#### Challenges:
**A.** Reproduce word for word the part of the passage on Nietzsche and the eternal recurrence starting at "The connection between" and ending at "its eternal revolving.".
**B.** Write a continuation of the passage on Löwith's reading of Nietzsche, picking up after its final sentence.

** Start of Text passage **

The connection between nihilism and the eternal recurrence is introduced in this section as the organizing thread of the whole chapter and of the whole book. The “belief in the eternal recurrence is a ‘counterweight’ against the will to the nothing” in the same way that the Christian faith provided a counterweight in an earlier epoch. Just as the Christian ascetic ideal “saved” the will by giving it something to will — even if that something was the negation of this-worldly existence — so the eternal recurrence restores “gravity” to an existence that had lost all gravity through the death of God. But the eternal recurrence is supposed to be a counterweight that does not require any “backworld” or any otherworldly sanction: it is an affirmation of this world, this life, in its eternal revolving.

In positioning the eternal recurrence as the linchpin of Nietzsche’s thought, Löwith departs from other prominent interpretations, particularly those of Heidegger and Jaspers. Heidegger, who famously portrayed Nietzsche as the last great metaphysician of the West, sought to integrate the eternal recurrence into a broader narrative of the will to power as the underlying force of all existence. Löwith, however, rejects this synthesis, arguing that Nietzsche’s aphoristic style and the fragmented nature of his writings resist such totalizing interpretations. Instead, Löwith emphasizes the discontinuities and contradictions within Nietzsche’s work, suggesting that the philosopher’s true insight lies not in the coherence of a system but in the relentless questioning and overturning of all certainties.

** End of Text passage **
** Start of Raw data **

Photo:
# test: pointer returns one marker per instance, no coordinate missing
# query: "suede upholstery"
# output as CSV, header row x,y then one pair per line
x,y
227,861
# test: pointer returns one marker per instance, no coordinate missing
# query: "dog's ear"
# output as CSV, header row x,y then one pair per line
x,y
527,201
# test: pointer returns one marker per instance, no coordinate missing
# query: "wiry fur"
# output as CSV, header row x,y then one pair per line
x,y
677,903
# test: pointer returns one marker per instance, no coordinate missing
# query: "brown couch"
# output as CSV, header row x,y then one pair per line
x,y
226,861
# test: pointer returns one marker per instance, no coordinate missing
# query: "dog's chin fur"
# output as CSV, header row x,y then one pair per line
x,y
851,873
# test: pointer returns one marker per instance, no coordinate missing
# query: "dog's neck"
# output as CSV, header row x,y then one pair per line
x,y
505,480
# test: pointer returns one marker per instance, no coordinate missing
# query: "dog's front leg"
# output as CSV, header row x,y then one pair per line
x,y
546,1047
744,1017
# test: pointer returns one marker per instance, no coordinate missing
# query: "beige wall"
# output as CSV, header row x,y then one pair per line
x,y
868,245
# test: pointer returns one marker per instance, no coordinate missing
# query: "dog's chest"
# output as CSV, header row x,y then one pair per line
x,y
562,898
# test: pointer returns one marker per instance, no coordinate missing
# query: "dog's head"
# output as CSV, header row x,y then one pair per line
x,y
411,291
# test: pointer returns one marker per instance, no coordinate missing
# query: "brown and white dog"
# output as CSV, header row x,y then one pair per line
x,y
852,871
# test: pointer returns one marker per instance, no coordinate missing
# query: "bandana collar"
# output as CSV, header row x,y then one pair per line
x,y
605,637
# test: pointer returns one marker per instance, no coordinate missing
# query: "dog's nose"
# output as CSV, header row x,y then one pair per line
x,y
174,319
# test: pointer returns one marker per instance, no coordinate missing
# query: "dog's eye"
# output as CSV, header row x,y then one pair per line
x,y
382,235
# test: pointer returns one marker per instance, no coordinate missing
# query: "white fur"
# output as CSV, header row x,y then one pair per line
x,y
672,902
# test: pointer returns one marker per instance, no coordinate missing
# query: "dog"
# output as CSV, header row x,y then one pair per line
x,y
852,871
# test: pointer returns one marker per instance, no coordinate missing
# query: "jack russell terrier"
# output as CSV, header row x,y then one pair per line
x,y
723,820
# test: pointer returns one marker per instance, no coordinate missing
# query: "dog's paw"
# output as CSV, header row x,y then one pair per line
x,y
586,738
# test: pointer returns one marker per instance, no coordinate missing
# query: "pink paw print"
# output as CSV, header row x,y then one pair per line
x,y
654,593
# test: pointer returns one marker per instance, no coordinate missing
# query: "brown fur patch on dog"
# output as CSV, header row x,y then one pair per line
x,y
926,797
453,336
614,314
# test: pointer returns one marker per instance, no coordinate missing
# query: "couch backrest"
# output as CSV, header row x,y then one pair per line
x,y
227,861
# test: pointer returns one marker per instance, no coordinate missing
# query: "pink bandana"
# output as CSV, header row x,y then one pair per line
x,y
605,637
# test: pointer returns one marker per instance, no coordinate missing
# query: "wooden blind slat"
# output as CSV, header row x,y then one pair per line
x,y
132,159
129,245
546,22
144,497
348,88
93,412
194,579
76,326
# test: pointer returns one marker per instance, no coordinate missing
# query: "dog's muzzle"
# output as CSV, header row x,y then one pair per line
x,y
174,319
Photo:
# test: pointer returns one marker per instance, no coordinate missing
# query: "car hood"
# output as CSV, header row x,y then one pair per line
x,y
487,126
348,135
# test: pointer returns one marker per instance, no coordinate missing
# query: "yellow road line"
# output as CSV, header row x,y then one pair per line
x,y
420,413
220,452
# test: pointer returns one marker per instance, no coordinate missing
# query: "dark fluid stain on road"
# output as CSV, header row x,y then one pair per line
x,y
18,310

** End of Raw data **

#### Written responses:
**A.**
The connection between nihilism and the eternal recurrence is introduced in this section as the organizing thread of the whole chapter and of the whole book. The “belief in the eternal recurrence is a ‘counterweight’ against the will to the nothing” in the same way that the Christian faith provided a counterweight in an earlier epoch. Just as the Christian ascetic ideal “saved” the will by giving it something to will — even if that something was the negation of this-worldly existence — so the eternal recurrence restores “gravity” to an existence that had lost all gravity through the death of God. But the eternal recurrence is supposed to be a counterweight that does not require any “backworld” or any otherworldly sanction: it is an affirmation of this world, this life, in its eternal revolving.

**B.**
The section devoted to the eternal recurrence in Zarathustra constitutes the philosophical heart of the book, and Löwith’s procedure here exemplifies his claim to be reading “from within” the text’s own logic. Zarathustra is described as occupying “a special place, both literally and philosophically, within Nietzsche’s complete works” because it presents Nietzsche’s whole philosophy “in the form of a thoroughly pondered system of parables.” The parable is not a lesser form of philosophical exposition but the form appropriate to the content: in the parable, speech claims to be “the same as what it expresses, that is, as Being.” The “involuntariness of image, of parable” — Nietzsche’s own characterization of Zarathustra‘s language as “inspired” — is taken seriously by Löwith not as a psychological claim about Nietzsche’s states but as a philosophical claim about the relation of language to Being: when Nietzsche is at his highest, the parable claims not to represent Being from outside but to enact it from within.

The narrative development of the eternal recurrence through Zarathustra is traced with meticulous attention to the logic of the text’s own sequence. The preparatory stages — the “most silent hour” at the end of the second Part, the wanderer’s shadow’s cry of “it is time, it is highest time,” the parable of the prophet of nihilism, the dream of the castle of death — are read as stages in the progressive approach to the “most abysmal idea.” Each of these preparatory stages enacts a preliminary form of the same confrontation: the confrontation between the will that would destroy itself and the vision that transforms destruction into affirmation. The nihilistic prophet who teaches “everything is empty, everything is equal, for the man of the present there is no longer a future” represents the extreme of the will’s self-negation; Zarathustra’s falling into a “deep sleep” after this speech, and the subsequent dream, are the images of a consciousness that has been overwhelmed by the weight of the nothing and is about to be reborn into the opposite affirmation.

The analysis of the “Vision and the Riddle” is the centerpiece of this section. The gateway inscribed with the word “Moment,” from which two paths extend infinitely in opposite directions, is the symbolic formulation of the eternal recurrence’s temporal structure. Löwith’s analysis of the dwarf who sits on the stone and dismisses the vision with “all truth is crooked; time itself is a circle” is particularly important. The dwarf is wrong not in what he says but in how he says it: he makes the insight “too easy” by formulating it as a truism that requires no effort, no self-overcoming. The real difficulty of the eternal recurrence consists not in recognizing that time is circular — which any cosmological theory can accommodate — but in bringing this recognition into harmony with the purposeful willing of the man of the future. The difficulty is the unity of the revolving world and the directed will, the correspondence of cosmic necessity and human freedom — and it is precisely this unity that the dwarf’s facile formulation fails to achieve.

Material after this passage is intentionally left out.